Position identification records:
↓↓↓

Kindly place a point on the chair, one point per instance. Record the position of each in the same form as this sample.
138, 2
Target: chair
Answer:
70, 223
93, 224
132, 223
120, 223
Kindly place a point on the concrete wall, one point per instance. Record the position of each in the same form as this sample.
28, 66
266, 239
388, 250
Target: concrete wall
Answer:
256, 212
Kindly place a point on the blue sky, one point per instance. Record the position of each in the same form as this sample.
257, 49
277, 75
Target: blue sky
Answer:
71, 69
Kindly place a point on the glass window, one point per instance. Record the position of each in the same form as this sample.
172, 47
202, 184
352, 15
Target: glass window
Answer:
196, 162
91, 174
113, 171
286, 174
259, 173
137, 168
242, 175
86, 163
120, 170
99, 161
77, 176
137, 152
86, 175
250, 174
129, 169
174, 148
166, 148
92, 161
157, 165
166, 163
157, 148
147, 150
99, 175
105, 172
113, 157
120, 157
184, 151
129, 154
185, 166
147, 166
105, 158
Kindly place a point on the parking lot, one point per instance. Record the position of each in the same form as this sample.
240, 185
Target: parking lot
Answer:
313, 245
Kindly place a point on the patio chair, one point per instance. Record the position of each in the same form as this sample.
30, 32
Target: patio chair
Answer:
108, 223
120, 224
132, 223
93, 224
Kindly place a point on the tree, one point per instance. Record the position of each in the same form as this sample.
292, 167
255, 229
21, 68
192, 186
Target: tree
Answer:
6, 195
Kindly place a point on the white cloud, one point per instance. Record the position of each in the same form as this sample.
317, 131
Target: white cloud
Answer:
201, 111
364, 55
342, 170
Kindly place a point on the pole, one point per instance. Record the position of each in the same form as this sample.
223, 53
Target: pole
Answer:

↑↑↑

◆ Goal
Write down every line of the data exactly as it appears above.

◆ Response for this exercise
Kindly place a point on the chair, one point per instance. Record the position of each in the same form as this sample.
138, 2
Target: chair
Answer:
70, 223
93, 224
132, 223
120, 223
Kindly place a point on the concrete wall, one point per instance. Record the position of each in the same form as this sample.
28, 66
266, 239
388, 250
Target: concrete wall
Answer:
256, 212
Kindly place a point on the blue sky, one point per instance. Record the position of each in the same form as this sample.
257, 49
277, 75
Target: blue sky
Answer:
71, 69
Kindly place a point on the glass window, one point per instance. Record the position of each in the same form as this sample.
172, 47
202, 184
352, 15
Target: glass window
Answer:
196, 162
91, 174
113, 171
286, 174
259, 173
137, 168
242, 175
86, 163
120, 170
99, 161
77, 176
137, 152
86, 175
250, 174
129, 169
174, 148
166, 148
92, 161
157, 165
166, 163
157, 148
147, 150
99, 175
105, 172
113, 157
120, 157
184, 151
129, 154
185, 166
147, 166
105, 158
Kindly place a point on the parking lot, one point per instance. Record the position of each in the same form as this sample.
240, 185
Target: parking lot
Answer:
313, 245
Kindly place a point on the patio chair, one point per instance. Record the position of each in the same form as this sample.
30, 32
Target: patio chair
Answer:
108, 223
120, 224
132, 223
93, 224
Kindly place a point on the tree, one point per instance. Record the position of each in the same form as this sample.
292, 167
255, 229
21, 68
192, 186
Target: tree
Answer:
6, 195
Kindly place a point on the white cloud, one point per instance. Record the position of each in the same form as this sample.
317, 131
Target: white cloud
Answer:
201, 111
364, 55
342, 170
Kindly place a point on the pole, one point per instance. Record the position of each in the same form as this sample.
223, 53
Target: pole
Answer:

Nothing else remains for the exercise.